### REQUEST
For this exercise, repeat all of the material verbatim apart from its images.

### RECORD EXCERPTS

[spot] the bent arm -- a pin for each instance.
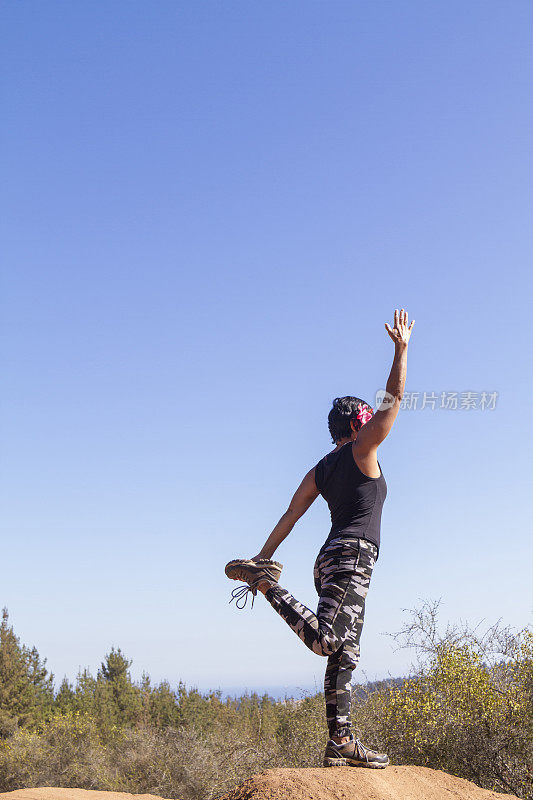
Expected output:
(305, 494)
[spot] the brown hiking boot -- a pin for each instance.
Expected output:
(353, 754)
(252, 573)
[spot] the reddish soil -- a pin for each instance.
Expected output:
(356, 783)
(334, 783)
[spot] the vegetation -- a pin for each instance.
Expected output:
(467, 708)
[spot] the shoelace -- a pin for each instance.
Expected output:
(365, 750)
(240, 594)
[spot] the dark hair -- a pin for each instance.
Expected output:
(344, 410)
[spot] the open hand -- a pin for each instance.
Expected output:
(401, 333)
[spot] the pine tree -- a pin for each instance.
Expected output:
(26, 688)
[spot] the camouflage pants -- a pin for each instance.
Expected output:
(342, 575)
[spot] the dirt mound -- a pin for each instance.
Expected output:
(334, 783)
(51, 793)
(355, 783)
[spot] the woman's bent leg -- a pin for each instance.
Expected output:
(344, 570)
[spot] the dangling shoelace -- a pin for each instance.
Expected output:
(359, 743)
(240, 594)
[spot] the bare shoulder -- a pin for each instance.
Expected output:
(366, 460)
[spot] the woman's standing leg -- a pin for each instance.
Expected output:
(342, 577)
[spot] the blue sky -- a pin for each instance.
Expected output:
(209, 212)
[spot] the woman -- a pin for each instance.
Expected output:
(351, 481)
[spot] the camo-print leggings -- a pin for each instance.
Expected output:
(342, 576)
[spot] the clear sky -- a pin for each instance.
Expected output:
(209, 211)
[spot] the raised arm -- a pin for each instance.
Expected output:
(378, 428)
(305, 494)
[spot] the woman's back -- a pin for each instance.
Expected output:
(354, 499)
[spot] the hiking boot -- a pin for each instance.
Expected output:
(353, 754)
(252, 573)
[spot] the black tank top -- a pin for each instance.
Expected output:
(355, 500)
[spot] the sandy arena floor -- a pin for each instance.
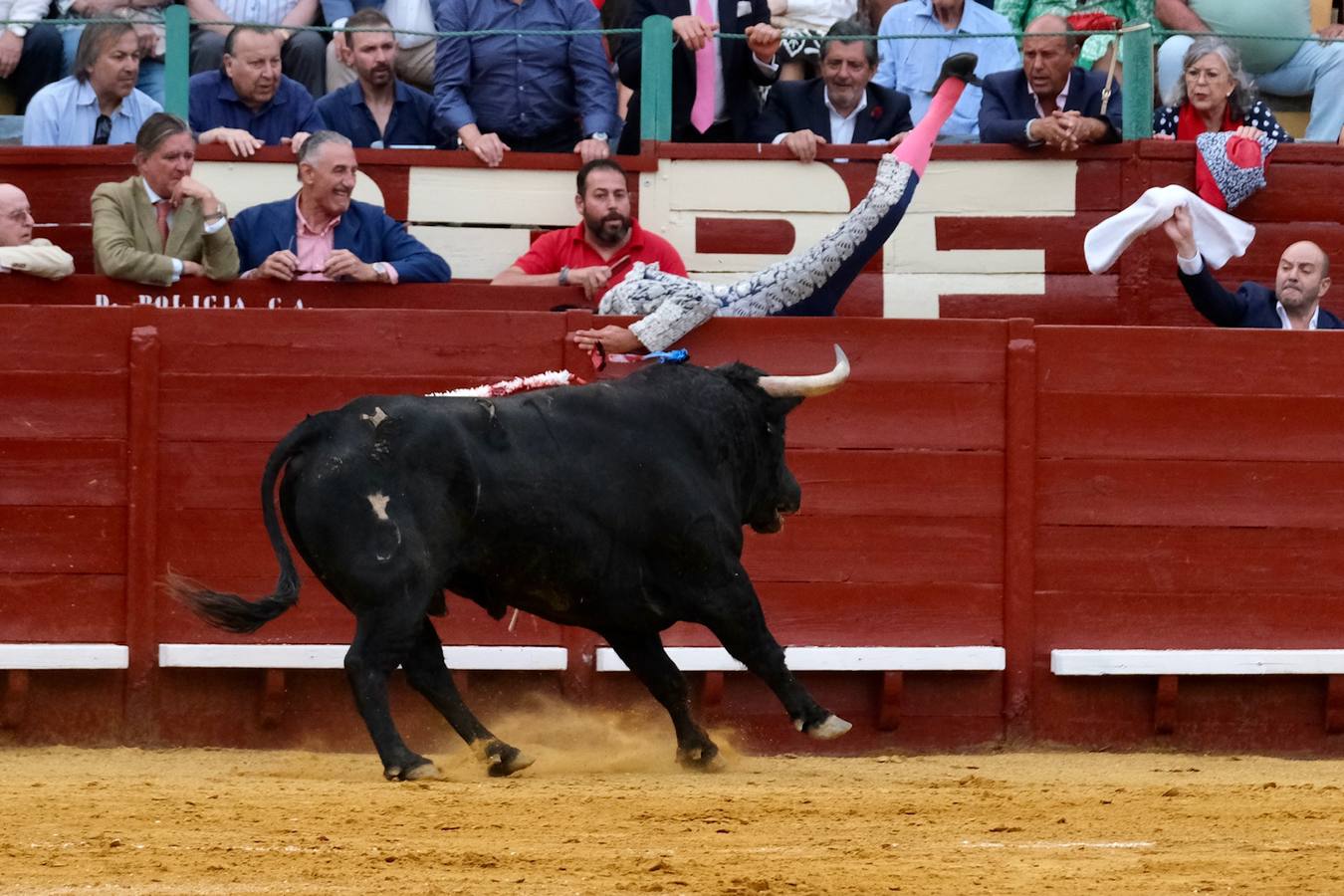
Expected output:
(615, 814)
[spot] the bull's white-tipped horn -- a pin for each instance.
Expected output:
(808, 385)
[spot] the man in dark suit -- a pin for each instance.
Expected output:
(841, 107)
(1050, 101)
(738, 68)
(322, 234)
(1304, 276)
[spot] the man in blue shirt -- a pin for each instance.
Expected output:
(250, 104)
(911, 65)
(378, 111)
(99, 104)
(527, 93)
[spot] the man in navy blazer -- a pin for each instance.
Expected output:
(322, 234)
(841, 107)
(1050, 101)
(742, 65)
(1304, 276)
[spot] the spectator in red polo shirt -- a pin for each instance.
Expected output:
(597, 251)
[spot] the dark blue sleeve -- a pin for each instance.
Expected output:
(1213, 301)
(414, 261)
(997, 123)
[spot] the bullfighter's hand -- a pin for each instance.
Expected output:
(590, 278)
(591, 149)
(694, 31)
(764, 41)
(279, 265)
(803, 144)
(611, 337)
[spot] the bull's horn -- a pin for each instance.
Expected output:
(808, 385)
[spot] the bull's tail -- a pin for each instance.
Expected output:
(230, 611)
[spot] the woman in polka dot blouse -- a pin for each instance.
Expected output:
(1216, 95)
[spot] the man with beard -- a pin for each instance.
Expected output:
(99, 104)
(379, 111)
(1304, 276)
(323, 234)
(841, 107)
(19, 251)
(599, 246)
(249, 104)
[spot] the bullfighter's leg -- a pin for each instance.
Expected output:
(380, 645)
(813, 281)
(644, 654)
(737, 621)
(427, 673)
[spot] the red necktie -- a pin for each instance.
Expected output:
(161, 219)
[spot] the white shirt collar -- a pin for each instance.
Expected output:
(1287, 324)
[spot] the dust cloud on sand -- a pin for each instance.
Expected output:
(611, 813)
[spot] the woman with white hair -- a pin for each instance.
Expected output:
(1216, 95)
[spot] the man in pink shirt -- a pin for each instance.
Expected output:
(323, 234)
(597, 251)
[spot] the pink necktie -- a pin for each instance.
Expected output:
(702, 112)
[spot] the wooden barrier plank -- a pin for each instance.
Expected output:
(1228, 617)
(41, 606)
(88, 341)
(933, 415)
(1209, 493)
(1178, 560)
(1217, 427)
(1185, 361)
(212, 545)
(887, 350)
(62, 472)
(340, 342)
(64, 539)
(64, 406)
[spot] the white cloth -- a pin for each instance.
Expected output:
(1217, 234)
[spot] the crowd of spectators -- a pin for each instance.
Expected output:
(262, 77)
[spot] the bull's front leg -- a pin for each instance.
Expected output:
(644, 654)
(368, 662)
(734, 615)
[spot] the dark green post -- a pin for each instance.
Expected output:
(177, 22)
(656, 80)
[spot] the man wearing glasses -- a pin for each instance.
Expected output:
(323, 234)
(99, 104)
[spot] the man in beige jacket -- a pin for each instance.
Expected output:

### TASK ANSWER
[spot] the bent arm -- a pin for each instance.
Expected output:
(305, 494)
[spot] the brown hiking boot -- a pin for each instance.
Expected output:
(353, 754)
(252, 573)
[spot] the reddish soil -- a pin for each instance.
Expected output:
(356, 783)
(334, 783)
[spot] the vegetation -- a pin for each instance.
Expected output:
(467, 708)
[spot] the shoelace -- a pin for each instance.
Expected output:
(365, 750)
(240, 594)
[spot] the dark hair -- a pin for each instance.
Expected output:
(344, 410)
[spot] the open hand -- a pin for each instance.
Expected output:
(401, 333)
[spot] the pine tree -- a pin for each instance.
Expected output:
(26, 688)
[spot] the camouflage pants -- a pin for each instance.
Expected output:
(342, 575)
[spot] the dirt mound -- a pin for each instance.
Expected output:
(334, 783)
(51, 793)
(355, 783)
[spot] the woman's bent leg -- a pin for each instance.
Expected output:
(344, 570)
[spot] the dangling shoelace -- a pin for each instance.
Expected output:
(359, 743)
(240, 594)
[spot] the bare shoulder -- a pin for each instance.
Expected output:
(366, 460)
[spot] the woman's standing leg -- a pin for each instance.
Expected output:
(342, 577)
[spot] the blue sky -- a pin for each instance.
Expected output:
(209, 212)
[spot] the woman -- a pin for each instance.
Expected output:
(351, 481)
[spot] the camo-print leggings -- a pin for each instance.
Expected output:
(342, 576)
[spot] the clear sky -- a pin for each instance.
Expected output:
(209, 211)
[spot] the raised arm -- a pin for each instance.
Expected output:
(378, 428)
(305, 494)
[spot] the woman's back -- a pin for each instance.
Expected output:
(354, 499)
[spot] the hiking boot -- a pin for each instance.
Expected output:
(353, 754)
(252, 573)
[spot] the black tank top -- a pin for each instance.
Expected output:
(355, 500)
[spot] the sandy arena floor -- a pin for each instance.
Expected output:
(615, 814)
[spot] the bull's white-tipped horn -- a pin for each instance.
Expected output:
(808, 385)
[spot] the man in dark suit -- a pin for each instance.
Expected output:
(841, 107)
(1050, 101)
(738, 68)
(322, 234)
(1304, 276)
[spot] the man in blue shirt -- a pin for each instance.
Expected output:
(250, 104)
(911, 65)
(378, 111)
(99, 104)
(527, 93)
[spot] the man in navy blazer -- a pin for each instance.
Expected output:
(322, 234)
(841, 107)
(1050, 101)
(742, 65)
(1304, 276)
[spot] the spectator in red polo shirt -- a pin for each instance.
Expected output:
(597, 251)
[spot] the dark blue sleeve -- a pin for each instance.
Expected output:
(1213, 301)
(414, 261)
(997, 123)
[spot] the bullfighter's hand -- a pin for each instance.
Expected output:
(590, 278)
(591, 149)
(694, 31)
(764, 41)
(279, 265)
(803, 144)
(611, 337)
[spot] the bull's horn -- a pin for each instance.
Expected output:
(808, 385)
[spot] the bull's tail -- a pin for each instance.
Expected output:
(230, 611)
[spot] the woman in polka dot blouse -- a pin for each instance.
Expected output:
(1216, 95)
[spot] the man with beard -- a pin for each instance.
Expected output:
(99, 104)
(379, 111)
(1304, 276)
(323, 234)
(841, 107)
(19, 251)
(599, 246)
(249, 104)
[spot] the bullfighter's leg -- a pin for each instance.
Expected output:
(380, 645)
(813, 281)
(644, 654)
(737, 621)
(427, 673)
[spot] the red necktie -- a pin for each instance.
Expected output:
(161, 219)
[spot] the white shirt collar -- a pin for each instance.
Expected output:
(1287, 324)
[spot] the dust cloud on sand -- a pin for each instance.
Expected output:
(611, 813)
[spot] the woman with white hair -- a pin for each instance.
Expected output:
(1216, 95)
[spot] the man in pink shirt -- a pin for each instance.
Expected output:
(323, 234)
(597, 251)
[spot] the pink necktie -- a pin for each instance.
Expected output:
(702, 112)
[spot] the wooden barrier plank -- a pin for each instance.
Expected output:
(1228, 617)
(41, 606)
(88, 341)
(933, 415)
(1209, 493)
(1178, 560)
(1217, 427)
(1185, 361)
(212, 545)
(887, 350)
(62, 472)
(340, 342)
(64, 539)
(64, 406)
[spot] the white cloth -- a pin for each instance.
Expected output:
(1217, 234)
[spot] the crowd of spectators -- a pin for each instance.
Expected output:
(262, 77)
[spot] the bull's front leg -- a pin for each instance.
Expected output:
(644, 654)
(368, 662)
(734, 615)
[spot] the dark green post -- a pin for each instance.
Expected output:
(177, 22)
(656, 80)
[spot] the man wearing glasses -- a pin for each instance.
Expected output:
(323, 234)
(99, 104)
[spot] the man in beige jacket -- a pin for each instance.
Expected output:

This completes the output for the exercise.